Saved entries.
--
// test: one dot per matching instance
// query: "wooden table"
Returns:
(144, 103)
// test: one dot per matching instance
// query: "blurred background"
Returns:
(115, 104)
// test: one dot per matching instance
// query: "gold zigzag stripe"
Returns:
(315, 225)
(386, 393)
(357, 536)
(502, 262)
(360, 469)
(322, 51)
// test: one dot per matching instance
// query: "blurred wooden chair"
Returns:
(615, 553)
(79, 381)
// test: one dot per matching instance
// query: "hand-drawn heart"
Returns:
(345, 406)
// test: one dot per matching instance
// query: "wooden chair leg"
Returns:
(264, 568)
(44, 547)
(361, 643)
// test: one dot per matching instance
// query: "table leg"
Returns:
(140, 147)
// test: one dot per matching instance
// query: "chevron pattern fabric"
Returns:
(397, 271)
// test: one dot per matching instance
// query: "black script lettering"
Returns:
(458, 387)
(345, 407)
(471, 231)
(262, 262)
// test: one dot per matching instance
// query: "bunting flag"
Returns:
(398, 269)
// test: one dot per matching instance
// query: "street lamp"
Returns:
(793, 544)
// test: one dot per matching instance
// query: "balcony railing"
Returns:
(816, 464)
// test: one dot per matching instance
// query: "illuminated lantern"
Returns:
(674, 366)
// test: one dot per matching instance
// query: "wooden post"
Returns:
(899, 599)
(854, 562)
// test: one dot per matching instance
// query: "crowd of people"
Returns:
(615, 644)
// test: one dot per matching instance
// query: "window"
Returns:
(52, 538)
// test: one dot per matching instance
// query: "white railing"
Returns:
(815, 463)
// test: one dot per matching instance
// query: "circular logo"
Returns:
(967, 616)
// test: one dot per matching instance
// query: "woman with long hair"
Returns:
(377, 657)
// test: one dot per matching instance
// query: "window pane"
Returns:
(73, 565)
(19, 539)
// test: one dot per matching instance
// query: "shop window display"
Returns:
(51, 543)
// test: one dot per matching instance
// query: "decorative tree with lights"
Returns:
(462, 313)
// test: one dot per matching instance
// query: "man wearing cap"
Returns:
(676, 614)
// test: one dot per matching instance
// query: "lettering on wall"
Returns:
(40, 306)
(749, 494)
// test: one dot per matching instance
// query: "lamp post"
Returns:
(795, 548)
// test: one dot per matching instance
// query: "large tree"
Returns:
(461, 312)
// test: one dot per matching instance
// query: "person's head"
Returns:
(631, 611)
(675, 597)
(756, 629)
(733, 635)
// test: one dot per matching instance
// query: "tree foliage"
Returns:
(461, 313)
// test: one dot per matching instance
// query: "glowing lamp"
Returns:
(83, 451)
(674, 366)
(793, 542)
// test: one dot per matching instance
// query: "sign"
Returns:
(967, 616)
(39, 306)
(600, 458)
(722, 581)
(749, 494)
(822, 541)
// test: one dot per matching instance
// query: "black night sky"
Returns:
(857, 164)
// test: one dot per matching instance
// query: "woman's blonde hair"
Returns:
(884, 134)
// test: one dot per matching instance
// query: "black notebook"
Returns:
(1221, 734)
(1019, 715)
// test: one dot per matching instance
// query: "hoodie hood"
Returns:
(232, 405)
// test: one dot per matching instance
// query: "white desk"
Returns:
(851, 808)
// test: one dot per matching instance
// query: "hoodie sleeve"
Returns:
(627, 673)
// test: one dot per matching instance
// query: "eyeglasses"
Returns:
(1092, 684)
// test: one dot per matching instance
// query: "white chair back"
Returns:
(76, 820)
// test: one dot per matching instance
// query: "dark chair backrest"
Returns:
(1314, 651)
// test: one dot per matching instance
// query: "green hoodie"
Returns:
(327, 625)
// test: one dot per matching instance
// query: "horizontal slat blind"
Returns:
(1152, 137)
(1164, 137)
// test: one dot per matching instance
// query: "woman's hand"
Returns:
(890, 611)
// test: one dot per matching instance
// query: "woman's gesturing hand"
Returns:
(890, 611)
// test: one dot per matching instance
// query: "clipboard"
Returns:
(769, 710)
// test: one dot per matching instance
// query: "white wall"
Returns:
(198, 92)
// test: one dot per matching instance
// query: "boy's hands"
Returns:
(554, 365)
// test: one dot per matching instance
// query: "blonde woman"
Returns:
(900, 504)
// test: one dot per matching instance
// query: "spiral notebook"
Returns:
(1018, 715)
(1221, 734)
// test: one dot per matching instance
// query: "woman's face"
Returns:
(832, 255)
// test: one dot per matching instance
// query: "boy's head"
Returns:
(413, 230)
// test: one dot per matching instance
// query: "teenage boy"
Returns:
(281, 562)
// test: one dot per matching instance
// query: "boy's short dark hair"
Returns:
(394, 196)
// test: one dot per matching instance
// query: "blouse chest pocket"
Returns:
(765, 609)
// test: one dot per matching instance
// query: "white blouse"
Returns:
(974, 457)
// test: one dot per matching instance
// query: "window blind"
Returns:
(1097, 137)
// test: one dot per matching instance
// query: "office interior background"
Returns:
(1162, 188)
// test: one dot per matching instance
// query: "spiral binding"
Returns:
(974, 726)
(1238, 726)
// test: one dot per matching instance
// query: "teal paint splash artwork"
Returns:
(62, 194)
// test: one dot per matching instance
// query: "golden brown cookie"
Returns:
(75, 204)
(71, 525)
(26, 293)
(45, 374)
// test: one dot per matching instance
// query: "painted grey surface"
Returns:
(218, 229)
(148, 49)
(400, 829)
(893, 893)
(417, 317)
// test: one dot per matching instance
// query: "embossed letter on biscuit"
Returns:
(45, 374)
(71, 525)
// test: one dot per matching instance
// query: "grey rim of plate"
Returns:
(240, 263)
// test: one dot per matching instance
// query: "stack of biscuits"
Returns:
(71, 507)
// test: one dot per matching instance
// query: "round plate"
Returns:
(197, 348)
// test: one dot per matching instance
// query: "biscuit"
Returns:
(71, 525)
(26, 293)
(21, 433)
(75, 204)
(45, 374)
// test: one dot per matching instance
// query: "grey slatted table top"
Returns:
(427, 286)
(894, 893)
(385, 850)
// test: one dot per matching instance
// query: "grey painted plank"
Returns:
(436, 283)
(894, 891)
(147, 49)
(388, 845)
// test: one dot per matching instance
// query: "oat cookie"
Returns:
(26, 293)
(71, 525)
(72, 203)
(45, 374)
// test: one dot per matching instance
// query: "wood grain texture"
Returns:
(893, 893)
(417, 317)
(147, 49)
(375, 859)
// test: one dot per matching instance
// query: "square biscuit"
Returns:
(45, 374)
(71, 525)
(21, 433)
--
Set task. Your task is to transcribe the listing above in full, exactly as given.

Task answer.
// test: one dot per matching instance
// query: "wooden table"
Returns:
(144, 103)
// test: one dot per matching instance
// query: "blurred background"
Returns:
(115, 104)
// test: one dot per matching instance
// query: "gold zigzag stripe"
Returns:
(315, 225)
(386, 393)
(357, 536)
(502, 262)
(360, 469)
(322, 51)
// test: one dot per matching instance
// query: "blurred wooden chair"
Returns:
(615, 553)
(79, 381)
// test: one dot per matching instance
// query: "hand-drawn heart"
Returns:
(345, 406)
// test: one dot per matching instance
// query: "wooden chair leg"
Returns:
(264, 568)
(44, 547)
(361, 643)
// test: one dot per matching instance
// query: "table leg"
Returns:
(140, 147)
// test: one dot per matching instance
// query: "chevron pattern fabric"
Returns:
(397, 271)
// test: one dot per matching instance
// query: "black script lettering"
Returns:
(458, 387)
(345, 407)
(471, 231)
(262, 262)
// test: one dot per matching instance
// query: "bunting flag"
Returns:
(398, 269)
// test: one dot per matching instance
// query: "street lamp"
Returns:
(793, 544)
// test: one dot per matching instance
// query: "balcony railing"
Returns:
(816, 464)
// test: one dot per matching instance
// query: "illuminated lantern"
Returns:
(674, 366)
// test: one dot per matching instance
// query: "wooden post"
Returns:
(899, 599)
(854, 562)
// test: one dot per matching instance
// query: "crowd of people"
Returns:
(615, 644)
// test: one dot per matching instance
// query: "window"
Returns:
(52, 538)
// test: one dot per matching instance
// query: "white railing"
Returns:
(815, 463)
// test: one dot per matching instance
// query: "circular logo"
Returns:
(967, 616)
// test: one dot per matching instance
// query: "woman with long hair"
Returns:
(377, 657)
// test: one dot per matching instance
// query: "window pane"
Returns:
(73, 565)
(19, 539)
// test: one dot per matching instance
// query: "shop window display"
Returns:
(51, 543)
// test: one dot per matching instance
// query: "decorative tree with lights"
Returns:
(462, 313)
// test: one dot per matching instance
// query: "man wearing cap"
Returns:
(676, 614)
// test: one dot per matching instance
// query: "lettering on wall"
Returns:
(40, 306)
(749, 494)
// test: one dot per matching instance
// query: "lamp post"
Returns:
(795, 548)
// test: one dot per matching instance
// query: "large tree"
Returns:
(461, 312)
// test: one dot per matching instance
// query: "person's head"
Returns:
(631, 611)
(675, 597)
(756, 629)
(733, 635)
// test: one dot per matching instance
// query: "tree foliage"
Returns:
(461, 313)
// test: one dot per matching instance
// query: "glowing lamp"
Returns:
(83, 451)
(674, 366)
(793, 542)
// test: one dot per matching instance
// query: "sign"
Returns:
(967, 616)
(39, 306)
(600, 458)
(722, 581)
(749, 494)
(822, 541)
// test: one dot per matching instance
// query: "black night sky"
Returns:
(857, 164)
// test: one dot per matching instance
// query: "woman's blonde hair"
Returns:
(884, 134)
// test: one dot per matching instance
// query: "black notebook"
Returns:
(1221, 734)
(1019, 715)
// test: one dot per matching instance
// query: "hoodie hood"
Returns:
(232, 405)
// test: one dot per matching instance
// query: "white desk"
Returns:
(851, 808)
// test: one dot per matching instance
// query: "hoodie sleeve"
Returns:
(627, 673)
// test: one dot per matching instance
// query: "eyeglasses"
Returns:
(1092, 684)
// test: one dot per matching instance
// query: "white chair back"
Returns:
(76, 820)
// test: one dot per matching instance
// query: "dark chair backrest"
Returns:
(1314, 651)
// test: one dot per matching instance
// query: "green hoodie"
Returns:
(327, 625)
// test: one dot per matching instance
// query: "horizontal slat blind"
Returns:
(1152, 137)
(1164, 137)
// test: one dot per matching instance
// query: "woman's hand"
Returns:
(890, 611)
// test: one dot per matching instance
// query: "woman's gesturing hand"
Returns:
(890, 611)
// test: one dot per matching instance
// query: "clipboard"
Returns:
(769, 710)
// test: one dot per matching instance
// query: "white wall"
Returns:
(198, 92)
// test: one dot per matching instance
// query: "boy's hands"
Returns:
(554, 365)
// test: one dot per matching instance
// query: "blonde woman"
Returns:
(900, 504)
// test: one dot per matching instance
// query: "spiral notebook"
Returns:
(1018, 715)
(1221, 734)
// test: one dot per matching instance
// query: "woman's face"
Returns:
(832, 255)
// test: one dot per matching instance
// query: "boy's head"
Returns:
(413, 230)
// test: one dot per matching instance
// query: "teenage boy"
Returns:
(281, 562)
// test: one dot per matching instance
// query: "boy's short dark hair"
Returns:
(394, 196)
// test: one dot per matching instance
// query: "blouse chest pocket"
Returns:
(765, 609)
// test: one dot per matching instance
// query: "white blouse"
Returns:
(974, 457)
// test: one dot per matching instance
// query: "window blind"
Returns:
(1097, 137)
// test: one dot per matching instance
// query: "office interior background"
Returns:
(1162, 188)
// test: one dot per matching instance
// query: "spiral binding"
Returns:
(974, 726)
(1238, 726)
// test: one dot per matching instance
// query: "teal paint splash artwork"
Returns:
(62, 194)
// test: one dot per matching instance
// query: "golden brown cookie"
Returns:
(75, 204)
(71, 525)
(26, 293)
(45, 374)
// test: one dot per matching instance
// query: "painted grey surface"
Returns:
(218, 229)
(148, 49)
(400, 829)
(893, 893)
(417, 317)
// test: one dot per matching instance
// query: "embossed letter on biscuit"
Returns:
(45, 374)
(71, 525)
// test: one dot per matching instance
// query: "grey rim of plate"
Returns:
(240, 263)
// test: one dot per matching instance
// query: "stack of biscuits"
Returns:
(71, 507)
// test: one dot per matching instance
// query: "round plate"
Returns:
(197, 348)
// test: one dot per matching instance
// query: "biscuit"
Returns:
(71, 525)
(26, 293)
(21, 433)
(75, 204)
(45, 374)
// test: one dot per matching instance
// query: "grey slatted table top"
Returns:
(427, 286)
(894, 893)
(385, 850)
// test: one dot per matching instance
// query: "grey painted plank"
Returns:
(436, 283)
(894, 891)
(147, 49)
(388, 845)
// test: one dot per matching instance
// query: "oat cookie"
Returns:
(26, 293)
(71, 525)
(72, 203)
(45, 374)
// test: one dot per matching instance
// query: "wood grain texture"
Returns:
(893, 893)
(417, 317)
(147, 49)
(375, 859)
// test: one dot per matching instance
// query: "square biscuit"
Returns:
(45, 374)
(71, 525)
(21, 433)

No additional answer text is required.